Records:
[BEGIN]
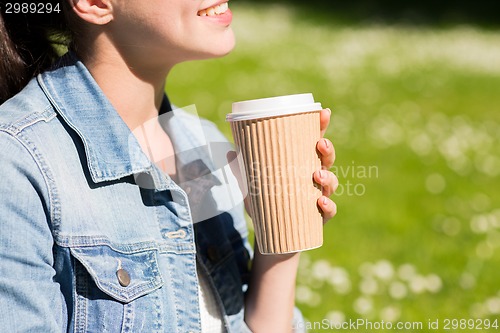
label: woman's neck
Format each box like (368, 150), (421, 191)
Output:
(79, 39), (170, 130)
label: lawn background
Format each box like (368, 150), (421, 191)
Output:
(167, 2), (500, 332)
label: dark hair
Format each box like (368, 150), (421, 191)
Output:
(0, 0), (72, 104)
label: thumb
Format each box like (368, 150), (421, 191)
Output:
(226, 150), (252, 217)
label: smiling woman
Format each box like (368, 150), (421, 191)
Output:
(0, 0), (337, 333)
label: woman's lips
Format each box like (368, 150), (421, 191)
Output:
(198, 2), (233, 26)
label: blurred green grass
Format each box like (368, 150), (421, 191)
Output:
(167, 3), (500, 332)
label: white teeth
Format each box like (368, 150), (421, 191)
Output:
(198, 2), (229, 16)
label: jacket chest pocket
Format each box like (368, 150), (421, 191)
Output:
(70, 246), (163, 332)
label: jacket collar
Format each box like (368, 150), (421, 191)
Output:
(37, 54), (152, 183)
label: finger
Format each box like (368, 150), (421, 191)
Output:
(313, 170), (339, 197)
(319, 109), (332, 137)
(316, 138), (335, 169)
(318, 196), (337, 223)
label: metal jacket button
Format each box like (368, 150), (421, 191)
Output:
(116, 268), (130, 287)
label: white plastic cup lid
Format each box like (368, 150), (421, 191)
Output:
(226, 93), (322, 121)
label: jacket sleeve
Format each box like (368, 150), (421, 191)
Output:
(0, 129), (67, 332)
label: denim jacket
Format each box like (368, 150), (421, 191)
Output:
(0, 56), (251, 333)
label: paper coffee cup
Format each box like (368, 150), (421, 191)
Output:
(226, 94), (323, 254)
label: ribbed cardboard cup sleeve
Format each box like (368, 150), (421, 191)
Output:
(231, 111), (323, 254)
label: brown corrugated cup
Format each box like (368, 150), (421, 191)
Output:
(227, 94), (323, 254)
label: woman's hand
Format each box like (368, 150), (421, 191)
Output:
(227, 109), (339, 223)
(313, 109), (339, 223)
[END]
[BEGIN]
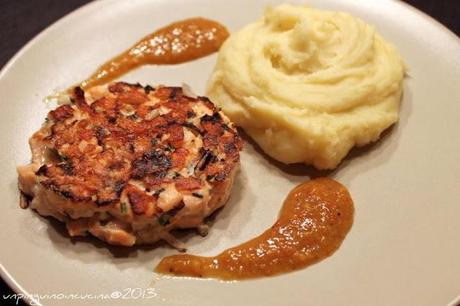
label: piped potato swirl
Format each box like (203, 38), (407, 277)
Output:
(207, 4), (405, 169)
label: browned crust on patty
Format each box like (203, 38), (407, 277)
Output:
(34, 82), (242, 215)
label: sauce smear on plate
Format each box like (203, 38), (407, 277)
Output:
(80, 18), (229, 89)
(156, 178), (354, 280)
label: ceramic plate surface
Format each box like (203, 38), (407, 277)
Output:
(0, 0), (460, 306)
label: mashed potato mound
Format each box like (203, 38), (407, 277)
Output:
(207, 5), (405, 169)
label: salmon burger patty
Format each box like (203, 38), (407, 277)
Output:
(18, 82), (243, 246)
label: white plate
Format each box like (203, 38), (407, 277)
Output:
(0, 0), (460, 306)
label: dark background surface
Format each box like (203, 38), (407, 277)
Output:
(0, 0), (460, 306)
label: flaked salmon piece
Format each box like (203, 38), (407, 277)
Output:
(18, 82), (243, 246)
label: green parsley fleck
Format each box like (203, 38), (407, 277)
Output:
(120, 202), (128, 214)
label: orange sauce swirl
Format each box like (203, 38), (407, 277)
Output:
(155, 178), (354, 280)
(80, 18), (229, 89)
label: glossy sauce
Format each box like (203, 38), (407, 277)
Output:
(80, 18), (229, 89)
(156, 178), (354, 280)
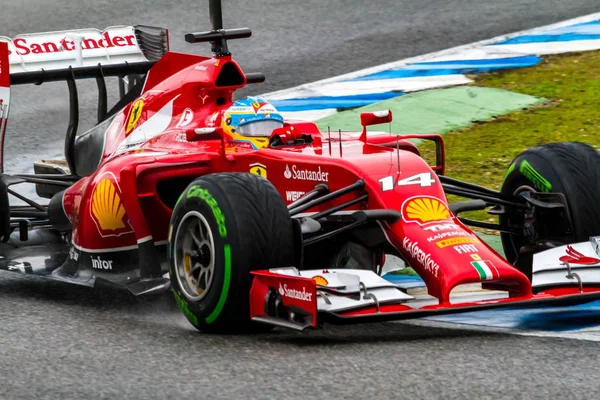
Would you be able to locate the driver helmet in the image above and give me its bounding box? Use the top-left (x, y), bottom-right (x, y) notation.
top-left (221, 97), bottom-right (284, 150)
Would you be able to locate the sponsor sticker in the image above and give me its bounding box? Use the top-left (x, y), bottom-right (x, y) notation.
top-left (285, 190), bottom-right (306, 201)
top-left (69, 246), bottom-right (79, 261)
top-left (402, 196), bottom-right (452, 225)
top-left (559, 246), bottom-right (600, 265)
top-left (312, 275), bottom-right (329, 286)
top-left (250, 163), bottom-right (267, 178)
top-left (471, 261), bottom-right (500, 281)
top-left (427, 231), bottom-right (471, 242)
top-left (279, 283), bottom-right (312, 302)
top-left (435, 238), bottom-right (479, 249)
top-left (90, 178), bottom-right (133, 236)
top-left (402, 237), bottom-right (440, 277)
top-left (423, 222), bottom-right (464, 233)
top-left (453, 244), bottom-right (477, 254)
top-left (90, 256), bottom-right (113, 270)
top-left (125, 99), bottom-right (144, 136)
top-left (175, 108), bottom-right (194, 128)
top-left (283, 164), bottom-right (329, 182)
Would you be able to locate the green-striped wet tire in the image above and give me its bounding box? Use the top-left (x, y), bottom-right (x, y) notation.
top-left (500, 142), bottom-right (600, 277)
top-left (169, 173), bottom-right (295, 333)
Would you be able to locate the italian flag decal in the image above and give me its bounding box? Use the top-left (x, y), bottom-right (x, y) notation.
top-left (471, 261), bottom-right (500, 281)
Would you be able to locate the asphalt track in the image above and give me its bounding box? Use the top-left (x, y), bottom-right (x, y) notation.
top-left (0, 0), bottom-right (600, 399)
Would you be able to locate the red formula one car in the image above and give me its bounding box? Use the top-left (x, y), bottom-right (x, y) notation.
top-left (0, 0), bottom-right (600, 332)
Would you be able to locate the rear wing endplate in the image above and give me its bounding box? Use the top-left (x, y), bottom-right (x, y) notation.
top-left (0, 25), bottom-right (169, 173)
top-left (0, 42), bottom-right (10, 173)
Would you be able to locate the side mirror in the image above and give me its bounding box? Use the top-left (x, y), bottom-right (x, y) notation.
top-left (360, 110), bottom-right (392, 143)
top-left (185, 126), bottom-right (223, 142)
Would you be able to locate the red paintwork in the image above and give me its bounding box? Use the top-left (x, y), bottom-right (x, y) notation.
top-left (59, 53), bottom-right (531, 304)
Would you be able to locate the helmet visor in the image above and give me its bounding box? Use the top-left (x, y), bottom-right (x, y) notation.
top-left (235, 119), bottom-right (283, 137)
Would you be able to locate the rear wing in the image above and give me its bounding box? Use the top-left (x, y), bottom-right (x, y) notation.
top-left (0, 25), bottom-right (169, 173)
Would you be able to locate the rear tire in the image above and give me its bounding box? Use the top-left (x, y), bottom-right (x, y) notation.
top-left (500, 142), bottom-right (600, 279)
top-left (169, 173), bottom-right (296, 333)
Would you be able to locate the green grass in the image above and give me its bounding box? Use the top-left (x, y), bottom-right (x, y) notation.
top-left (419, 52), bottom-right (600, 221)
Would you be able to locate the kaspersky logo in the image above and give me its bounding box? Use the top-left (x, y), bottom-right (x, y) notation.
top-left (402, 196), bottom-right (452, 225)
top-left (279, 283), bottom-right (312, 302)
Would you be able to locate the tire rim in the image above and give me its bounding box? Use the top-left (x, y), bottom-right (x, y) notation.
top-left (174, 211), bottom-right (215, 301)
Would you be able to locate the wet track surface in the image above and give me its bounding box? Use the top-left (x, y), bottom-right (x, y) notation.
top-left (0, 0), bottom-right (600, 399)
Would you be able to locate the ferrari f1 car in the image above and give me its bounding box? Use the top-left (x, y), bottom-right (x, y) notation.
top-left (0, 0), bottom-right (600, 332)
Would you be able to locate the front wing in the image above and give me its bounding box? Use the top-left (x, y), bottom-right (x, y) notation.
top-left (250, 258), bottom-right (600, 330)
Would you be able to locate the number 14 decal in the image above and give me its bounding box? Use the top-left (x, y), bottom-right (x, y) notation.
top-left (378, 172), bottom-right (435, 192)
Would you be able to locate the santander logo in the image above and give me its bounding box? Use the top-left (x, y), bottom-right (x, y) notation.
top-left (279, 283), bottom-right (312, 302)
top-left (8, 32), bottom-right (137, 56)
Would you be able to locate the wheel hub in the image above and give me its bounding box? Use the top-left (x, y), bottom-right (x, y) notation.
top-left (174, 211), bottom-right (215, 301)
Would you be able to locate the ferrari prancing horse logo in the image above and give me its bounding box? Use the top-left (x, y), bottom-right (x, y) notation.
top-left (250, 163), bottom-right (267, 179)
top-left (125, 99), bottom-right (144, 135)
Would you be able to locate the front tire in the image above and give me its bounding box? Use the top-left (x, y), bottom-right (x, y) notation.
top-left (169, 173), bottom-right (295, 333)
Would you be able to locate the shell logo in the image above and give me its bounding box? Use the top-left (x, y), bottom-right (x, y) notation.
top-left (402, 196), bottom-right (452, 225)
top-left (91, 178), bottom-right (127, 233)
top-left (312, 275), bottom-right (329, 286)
[END]
**Aim**
Output the stretch of the records from the line containing "label: ribbed cardboard cup sleeve" through the line containing "(227, 94), (323, 254)", reproducing every line verbatim.

**Exercise response**
label: ribbed cardboard cup sleeve
Format each box like (368, 150), (421, 191)
Output:
(231, 111), (323, 254)
label: brown corrugated cup
Format each box like (368, 150), (421, 191)
Output:
(227, 94), (323, 254)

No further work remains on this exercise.